> [WHAT THE TASK REQUIRES] In the Debre Werq text below, copy word for word the passage that begins with the words containing "Paul B. Henze" and ends with "4,553 were women.".

Town in Amhara Region, Ethiopia

Debre Werq (Amharic: ደብረ ወርቅ) is a small town in western Ethiopia. Located in the East Gojjam of the Amhara Region, it has a latitude and longitude of with an elevation of 2489 meters above sea level. The settlement is known for its church and a hilltop monastery dedicated to the Virgin Mary, around which the community grew. It is the larger of two towns in Enarj Enawga woreda.

== History ==
An early mention of Debre Werq is during the reign of 1559 when, according to explorer Richard Francis Burton, the emperor Mar Gelawdewos had been supervising its restoration. Around 1620, the Tulema Oromo were said to have devastated Gojjam as far as Debre Werq. Its next mention is in 1684, in an itinerary of Emperor Iyasu I. Cardinal Guglielmo Massaia met with Ras Ali II here in the mid-19th century, describing the town as sitting on a round hill with the church at its summit; the town encircling the church almost extended down to the base of the hill. A debtera, who was head of the church, also appeared to be the civil head of the town. Charles Beke, who visited Debre Werq 25 April 1842, described the town was not only located "on a conical eminence", located the hill at "the fork of two small streams Tazza and Zinjut." (Both of these streams are tributaries of the Chee.)

Paul B. Henze describes visiting the church at Debre Werq in the early 1970s, an event which included finding the church being rebuilt from the foundations, and an unpleasant encounter with a monk over wanting to view the church's collection of manuscripts.

== Demographics ==
Based on figures from the Central Statistical Agency in 2005, Debre Werq has an estimated total population of 13,908, of whom 6,643 are men and 7,265 are women. The 1994 census reported this town had a total population of 8,048 of whom 3,495 were men and 4,553 were women.

> [RECORD EXCERPTS]
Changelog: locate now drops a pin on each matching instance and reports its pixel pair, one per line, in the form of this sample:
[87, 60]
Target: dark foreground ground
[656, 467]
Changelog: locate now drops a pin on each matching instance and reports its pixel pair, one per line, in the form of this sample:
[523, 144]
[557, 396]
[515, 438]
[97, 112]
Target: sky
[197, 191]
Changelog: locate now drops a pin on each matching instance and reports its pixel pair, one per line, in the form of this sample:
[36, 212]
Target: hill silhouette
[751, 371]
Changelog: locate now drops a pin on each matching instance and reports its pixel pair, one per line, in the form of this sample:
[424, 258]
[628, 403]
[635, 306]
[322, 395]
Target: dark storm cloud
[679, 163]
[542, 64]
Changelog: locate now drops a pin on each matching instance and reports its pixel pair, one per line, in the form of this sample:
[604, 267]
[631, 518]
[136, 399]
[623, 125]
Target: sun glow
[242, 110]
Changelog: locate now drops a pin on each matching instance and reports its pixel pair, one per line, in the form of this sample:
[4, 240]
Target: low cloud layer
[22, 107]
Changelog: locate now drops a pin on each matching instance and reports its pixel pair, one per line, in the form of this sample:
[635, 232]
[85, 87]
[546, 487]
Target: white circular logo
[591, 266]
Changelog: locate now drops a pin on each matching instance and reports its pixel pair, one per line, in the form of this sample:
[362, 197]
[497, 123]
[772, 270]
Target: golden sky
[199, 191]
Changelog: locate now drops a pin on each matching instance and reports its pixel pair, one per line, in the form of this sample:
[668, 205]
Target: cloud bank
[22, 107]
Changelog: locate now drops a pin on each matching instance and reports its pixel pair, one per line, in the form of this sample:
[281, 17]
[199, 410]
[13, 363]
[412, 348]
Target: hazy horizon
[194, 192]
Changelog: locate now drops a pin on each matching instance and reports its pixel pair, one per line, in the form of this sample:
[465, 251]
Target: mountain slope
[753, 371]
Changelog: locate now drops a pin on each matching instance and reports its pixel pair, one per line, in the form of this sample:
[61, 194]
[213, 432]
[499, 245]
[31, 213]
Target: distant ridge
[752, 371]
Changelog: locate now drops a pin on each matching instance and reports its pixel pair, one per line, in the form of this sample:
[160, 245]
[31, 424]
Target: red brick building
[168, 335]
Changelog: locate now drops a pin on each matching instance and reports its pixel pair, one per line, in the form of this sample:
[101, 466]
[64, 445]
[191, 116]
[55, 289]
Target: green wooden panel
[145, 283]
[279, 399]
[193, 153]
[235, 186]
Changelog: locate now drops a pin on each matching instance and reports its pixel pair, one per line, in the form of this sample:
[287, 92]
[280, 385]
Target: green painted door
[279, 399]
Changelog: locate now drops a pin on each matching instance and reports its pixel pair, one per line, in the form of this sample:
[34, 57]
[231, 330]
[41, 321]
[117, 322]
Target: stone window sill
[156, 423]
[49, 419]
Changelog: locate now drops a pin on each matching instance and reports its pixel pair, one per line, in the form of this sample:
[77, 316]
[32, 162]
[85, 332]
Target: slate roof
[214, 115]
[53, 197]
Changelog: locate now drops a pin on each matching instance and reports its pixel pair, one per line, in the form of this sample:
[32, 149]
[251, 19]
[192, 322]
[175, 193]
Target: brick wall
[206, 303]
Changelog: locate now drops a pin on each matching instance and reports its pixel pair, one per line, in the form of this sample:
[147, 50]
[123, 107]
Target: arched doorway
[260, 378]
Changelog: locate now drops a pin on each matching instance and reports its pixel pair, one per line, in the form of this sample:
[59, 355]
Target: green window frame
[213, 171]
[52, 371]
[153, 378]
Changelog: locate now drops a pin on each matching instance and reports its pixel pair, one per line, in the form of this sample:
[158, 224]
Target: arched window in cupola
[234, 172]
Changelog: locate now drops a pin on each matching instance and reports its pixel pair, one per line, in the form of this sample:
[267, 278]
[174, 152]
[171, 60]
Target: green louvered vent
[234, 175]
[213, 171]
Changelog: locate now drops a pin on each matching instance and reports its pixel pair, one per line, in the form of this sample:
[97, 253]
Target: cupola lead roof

...

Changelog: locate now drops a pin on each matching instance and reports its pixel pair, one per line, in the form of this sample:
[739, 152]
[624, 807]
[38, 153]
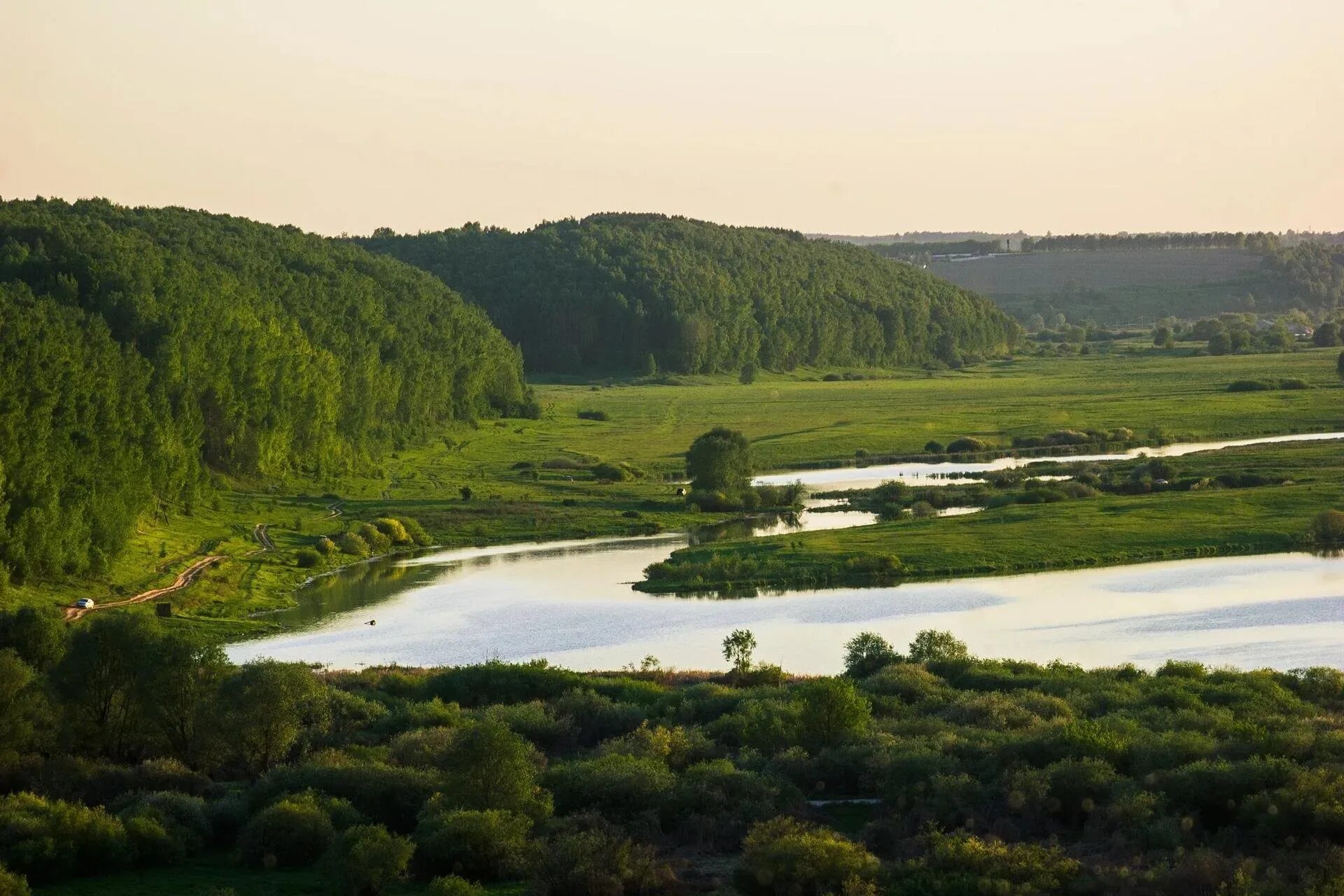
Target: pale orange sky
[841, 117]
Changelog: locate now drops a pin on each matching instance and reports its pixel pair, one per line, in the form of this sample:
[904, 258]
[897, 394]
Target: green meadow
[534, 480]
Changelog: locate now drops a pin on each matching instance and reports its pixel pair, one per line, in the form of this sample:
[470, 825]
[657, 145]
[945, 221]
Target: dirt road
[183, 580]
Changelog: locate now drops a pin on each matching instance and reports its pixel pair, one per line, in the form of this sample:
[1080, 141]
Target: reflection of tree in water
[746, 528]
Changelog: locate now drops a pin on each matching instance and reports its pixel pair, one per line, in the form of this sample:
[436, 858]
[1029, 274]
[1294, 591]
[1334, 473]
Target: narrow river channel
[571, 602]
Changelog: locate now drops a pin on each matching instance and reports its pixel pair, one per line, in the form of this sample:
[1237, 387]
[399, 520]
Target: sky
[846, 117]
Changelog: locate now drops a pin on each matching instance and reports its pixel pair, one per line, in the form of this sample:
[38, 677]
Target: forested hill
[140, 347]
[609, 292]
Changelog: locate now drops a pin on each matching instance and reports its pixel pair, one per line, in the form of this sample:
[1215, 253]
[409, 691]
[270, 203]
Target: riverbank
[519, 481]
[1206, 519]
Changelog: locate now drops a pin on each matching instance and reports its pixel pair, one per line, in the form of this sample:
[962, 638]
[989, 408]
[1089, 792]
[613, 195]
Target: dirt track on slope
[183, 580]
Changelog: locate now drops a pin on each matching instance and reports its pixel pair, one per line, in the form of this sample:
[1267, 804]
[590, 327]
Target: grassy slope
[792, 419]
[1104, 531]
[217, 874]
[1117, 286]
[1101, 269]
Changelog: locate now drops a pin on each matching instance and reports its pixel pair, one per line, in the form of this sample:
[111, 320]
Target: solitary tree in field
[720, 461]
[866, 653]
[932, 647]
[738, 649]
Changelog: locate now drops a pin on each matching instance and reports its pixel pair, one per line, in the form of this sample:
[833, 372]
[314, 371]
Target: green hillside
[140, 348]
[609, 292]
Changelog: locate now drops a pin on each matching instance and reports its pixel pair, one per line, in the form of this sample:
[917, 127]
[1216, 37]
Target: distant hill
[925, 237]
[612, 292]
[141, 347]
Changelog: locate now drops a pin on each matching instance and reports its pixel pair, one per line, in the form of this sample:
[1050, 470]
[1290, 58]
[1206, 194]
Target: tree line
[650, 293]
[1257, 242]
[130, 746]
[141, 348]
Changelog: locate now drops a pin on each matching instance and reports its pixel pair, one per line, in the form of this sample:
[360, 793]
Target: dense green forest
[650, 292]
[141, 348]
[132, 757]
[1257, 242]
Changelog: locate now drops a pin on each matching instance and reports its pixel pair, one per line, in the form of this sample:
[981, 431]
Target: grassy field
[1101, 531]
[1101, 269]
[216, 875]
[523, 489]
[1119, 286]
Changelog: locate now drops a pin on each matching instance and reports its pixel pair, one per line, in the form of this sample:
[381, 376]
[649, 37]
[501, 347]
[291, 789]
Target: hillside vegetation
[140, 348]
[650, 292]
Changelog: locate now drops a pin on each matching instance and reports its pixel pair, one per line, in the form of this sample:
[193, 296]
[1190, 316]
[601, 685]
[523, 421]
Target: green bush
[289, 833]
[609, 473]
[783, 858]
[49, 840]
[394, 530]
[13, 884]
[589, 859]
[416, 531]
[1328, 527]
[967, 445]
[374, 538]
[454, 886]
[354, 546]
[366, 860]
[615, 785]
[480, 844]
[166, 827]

> [COMPLETED EXERCISE]
Paul B. Henze describes visiting the church at Debre Werq in the early 1970s, an event which included finding the church being rebuilt from the foundations, and an unpleasant encounter with a monk over wanting to view the church's collection of manuscripts.

== Demographics ==
Based on figures from the Central Statistical Agency in 2005, Debre Werq has an estimated total population of 13,908, of whom 6,643 are men and 7,265 are women. The 1994 census reported this town had a total population of 8,048 of whom 3,495 were men and 4,553 were women.